__Tasks for this exercise__:
(1) In the excerpt on creatine and oxidative stress, why did the researchers examine the liver? Answer in one to three sentences.
(2) Please reproduce the stretch of the creatine and oxidative stress excerpt from "Studies that have" through "enzymatic defenses ." word for word.
(3) Carry on the excerpt on creatine supplementation and oxidative stress from its final sentence.

As creatine is not synthesized exclusively in the kidney and in the pancreas, but at higher proportions in the liver, and is then mainly transported to the skeletal muscle, we investigated the liver with the aim of developing a hypothesis about the redox state of this organ in the presence of supplementation, either associated or not with resistance training. Our results are different to those found by Radak and colleagues , who reported an attenuation of lipoperoxidation levels in the animals submitted to treadmill running training which was adapted for rats. The difference in training protocols, age and animal species may have directly influenced the difference between the results obtained and those of our study.
Studies that have evaluated the effect of creatine supplementation on oxidative stress in different structures are very limited. In our study, we found lower SOD activity in both heart and liver. Botezelli and colleagues  evaluated lipid peroxidation, SOD and CAT activity in the liver following three different training protocols (aerobic, strength and concurrent). However, the training did not have any influence on antioxidant enzymatic activity. Creatine seems to have the same response in different tissues, since the increased production of ROS and RNS at the expense of strength exercise possibly acted upon cellular signaling to increase antioxidant enzymatic defenses .

__Extracted data__:
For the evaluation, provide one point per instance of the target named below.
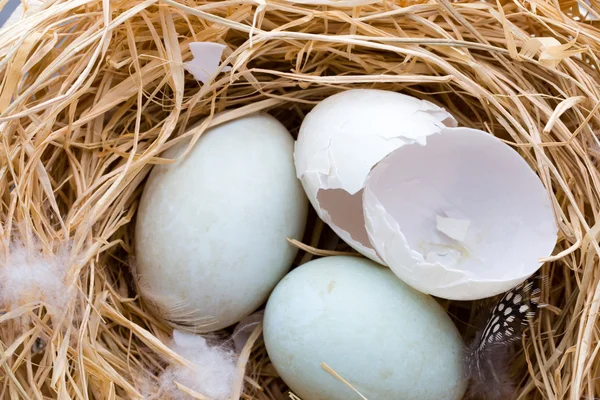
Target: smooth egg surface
---
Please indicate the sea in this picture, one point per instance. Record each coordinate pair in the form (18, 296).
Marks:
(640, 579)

__Answers to the exercise__:
(1) Creatine is made not only in the kidney and pancreas but in higher proportions in the liver, and it is then mainly transported to skeletal muscle. The researchers therefore examined the liver to develop a hypothesis about its redox state under creatine supplementation, with or without resistance training.

(2)
Studies that have evaluated the effect of creatine supplementation on oxidative stress in different structures are very limited. In our study, we found lower SOD activity in both heart and liver. Botezelli and colleagues  evaluated lipid peroxidation, SOD and CAT activity in the liver following three different training protocols (aerobic, strength and concurrent). However, the training did not have any influence on antioxidant enzymatic activity. Creatine seems to have the same response in different tissues, since the increased production of ROS and RNS at the expense of strength exercise possibly acted upon cellular signaling to increase antioxidant enzymatic defenses .

(3)
When we analyzed the lipoperoxidation in skeletal muscle, we observed that only the RT-Cr group showed lower oxidative damage compared to the SED group. Similar results were found by Guimaraes-Ferreira and colleagues , since creatine supplementation associated or not with RT did not change the CAT and SOD activity in skeletal muscle. In this tissue, creatine seems to exert a scavenging antioxidant effect and does not act as an antioxidant enzymatic activity modulator. In a model of spontaneously hypertensive rats submitted to a creatine supplementation protocol, it has been demonstrated that this supplementation does not promote the attenuation of oxidative stress in skeletal muscle .
Lastly, this was one of the first studies to evaluate the effects of isolated creatine supplementation or that associated with RT on oxidative stress. As a limitation of this work, it can be noted that a few antioxidant enzymes (e.g. glutathione peroxidase, glutathione reductase, peroxiredoxin), non-enzymatic antioxidants (e.g. glutathione, GSH/GSSG ratio, total antioxidant capacity), biomarkers of oxidative damage (protein carbonyl, 8-OH-dG) and/or activity of ROS and RNS were not analyzed, but this could clarify certain results obtained in the present study.